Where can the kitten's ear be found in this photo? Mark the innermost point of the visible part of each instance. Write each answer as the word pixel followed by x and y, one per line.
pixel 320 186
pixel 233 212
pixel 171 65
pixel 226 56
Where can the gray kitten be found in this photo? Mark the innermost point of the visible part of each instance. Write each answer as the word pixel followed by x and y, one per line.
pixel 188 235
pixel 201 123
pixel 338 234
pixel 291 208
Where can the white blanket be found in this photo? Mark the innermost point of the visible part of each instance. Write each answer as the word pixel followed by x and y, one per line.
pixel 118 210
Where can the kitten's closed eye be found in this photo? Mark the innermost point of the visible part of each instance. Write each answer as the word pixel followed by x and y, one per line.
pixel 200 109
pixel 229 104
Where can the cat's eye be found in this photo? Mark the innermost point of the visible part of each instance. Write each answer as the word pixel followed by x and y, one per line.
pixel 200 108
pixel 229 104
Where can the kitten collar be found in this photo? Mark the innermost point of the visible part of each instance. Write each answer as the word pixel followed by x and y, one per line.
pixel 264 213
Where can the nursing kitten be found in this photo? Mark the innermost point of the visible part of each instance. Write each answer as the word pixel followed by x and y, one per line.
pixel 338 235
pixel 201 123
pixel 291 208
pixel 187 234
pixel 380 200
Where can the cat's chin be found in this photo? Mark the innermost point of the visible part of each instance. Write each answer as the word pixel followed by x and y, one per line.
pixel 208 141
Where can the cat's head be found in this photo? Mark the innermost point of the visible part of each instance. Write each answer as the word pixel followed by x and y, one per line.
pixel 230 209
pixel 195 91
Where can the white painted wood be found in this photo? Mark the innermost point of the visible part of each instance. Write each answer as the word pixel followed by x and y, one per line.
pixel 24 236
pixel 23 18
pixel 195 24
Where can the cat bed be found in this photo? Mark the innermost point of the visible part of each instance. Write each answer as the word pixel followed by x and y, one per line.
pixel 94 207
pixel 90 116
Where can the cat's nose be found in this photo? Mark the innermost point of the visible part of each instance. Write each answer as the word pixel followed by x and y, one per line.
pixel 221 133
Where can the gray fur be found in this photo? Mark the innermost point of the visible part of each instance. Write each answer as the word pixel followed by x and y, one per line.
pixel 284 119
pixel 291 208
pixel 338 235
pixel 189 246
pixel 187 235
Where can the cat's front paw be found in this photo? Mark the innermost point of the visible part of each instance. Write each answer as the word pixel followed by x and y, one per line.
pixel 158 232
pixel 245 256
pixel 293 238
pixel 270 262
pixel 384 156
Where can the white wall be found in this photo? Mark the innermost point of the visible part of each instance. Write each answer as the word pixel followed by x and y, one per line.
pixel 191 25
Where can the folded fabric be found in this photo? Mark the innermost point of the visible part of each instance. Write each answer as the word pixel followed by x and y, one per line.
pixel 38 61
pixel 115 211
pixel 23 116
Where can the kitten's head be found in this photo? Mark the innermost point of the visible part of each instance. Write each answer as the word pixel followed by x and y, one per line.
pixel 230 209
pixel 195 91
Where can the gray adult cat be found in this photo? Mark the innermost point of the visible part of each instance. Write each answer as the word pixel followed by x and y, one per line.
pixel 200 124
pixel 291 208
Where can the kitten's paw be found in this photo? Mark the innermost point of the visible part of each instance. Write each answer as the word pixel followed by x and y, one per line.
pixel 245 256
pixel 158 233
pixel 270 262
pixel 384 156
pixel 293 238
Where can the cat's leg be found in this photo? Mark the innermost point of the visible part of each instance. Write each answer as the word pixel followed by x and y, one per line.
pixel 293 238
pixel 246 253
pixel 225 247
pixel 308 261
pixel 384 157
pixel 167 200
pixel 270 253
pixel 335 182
= = = = =
Please rewrite all of the data above, replacing "innermost point" with "central point" and leaving everything else unchanged.

§ ANSWER TO THIS TASK:
Where can the kitten's ear be found in this photo? Mark the central point of the visible part of each instance. Write each answer as the word pixel followed by x and y, one per line.
pixel 320 186
pixel 233 212
pixel 171 65
pixel 226 56
Where can the gray kitten be found in this photo? Mark the central point of the visible part of each instance. Write each answer as the word pixel followed by x and y, one per line.
pixel 188 235
pixel 201 123
pixel 338 234
pixel 291 208
Where can the white blanket be found in this photo? Mark the central point of the visible part of each instance. Write each answer as the word pixel followed by x and y, one per line.
pixel 118 210
Where can the kitten's closed eye be found in this photo? Mark the central point of the visible part of each instance. Write each answer as the word pixel followed by x and y, one per line.
pixel 200 109
pixel 229 104
Where can the cat's eye be found in this photo? Mark the central point of the visible part of each instance. Write each answer as the word pixel followed by x and y, one per line.
pixel 200 108
pixel 229 104
Where can the kitten collar be found in this photo? Mark the central point of the visible part of each instance. Write each answer as the word pixel followed by x and y, one per line.
pixel 264 213
Where can the nursing kitten be found in this photo? Mark the central point of the visible part of each instance. Write each answer as the word pixel followed by x and y, one per line.
pixel 338 235
pixel 201 123
pixel 291 208
pixel 187 234
pixel 380 200
Where can the cat's chin be found in this photo? Mark the central point of the visible part of each instance. Write each answer as the word pixel followed by x and y, one per line.
pixel 208 141
Where can the cat's head be found in this photo? Mark the central point of the visible part of each instance. Write each answer as the word pixel followed by x and y, one per line.
pixel 230 209
pixel 195 91
Where can the white painted wood be found in this photo? Mark the central point of the visible part of each instance. Write each answer as the word pixel followed by x and y, one per line.
pixel 24 236
pixel 23 18
pixel 195 24
Where can the cat bed be found in this photo? Mark the central point of the visible part of each instance. Write each answer as the word pixel followed by x and y, one per line.
pixel 94 207
pixel 90 116
Where can the cat's nose be found in this photo? Mark the central point of the visible part of each instance. Write each answer as the word pixel followed by x and y, one per line.
pixel 221 133
Where can the gray fur be found in this photo? Mark the central point of the visible part of each instance. Write each answer as the word pixel followed by x and y, one per line.
pixel 284 119
pixel 291 208
pixel 338 235
pixel 189 246
pixel 187 235
Where can the cat's front paw be found in this photo? Mark the central point of the visible part of each instance. Write each answer as the word pixel followed by x and y, one per line.
pixel 158 232
pixel 245 256
pixel 293 238
pixel 270 262
pixel 384 156
Where can the white wall be found in this photo? Mark the central point of the visible part of each instance. Write each answer as the word pixel followed by x and y, one per line.
pixel 191 25
Where can the folded fabric be found in this photo? Mark the central point of the visible part of each instance. Write each answer as the word pixel followed by x and y, one per line.
pixel 38 61
pixel 115 211
pixel 23 116
Where can the kitten's head be found in this photo? Mark the central point of the visible part of each instance. Write each answer as the word pixel followed by x and y, one per line.
pixel 230 209
pixel 195 91
Where can the gray adult cat be found in this photo? Mark the central point of the visible part of each instance. Write each answer as the word pixel followed by x and y, one per line.
pixel 200 124
pixel 291 208
Where can the kitten's paw be found in this photo? Mark the central point of the visible part of each instance. Write each answer as the word pixel followed by x and y, one per line.
pixel 245 256
pixel 158 233
pixel 270 262
pixel 384 156
pixel 293 238
Where can the cat's leg be found in this photo? Mark the central point of the visible part of each instance. Write each answer as the word pixel followed by x and y, one per line.
pixel 293 238
pixel 246 253
pixel 225 247
pixel 308 261
pixel 384 157
pixel 167 200
pixel 270 253
pixel 335 182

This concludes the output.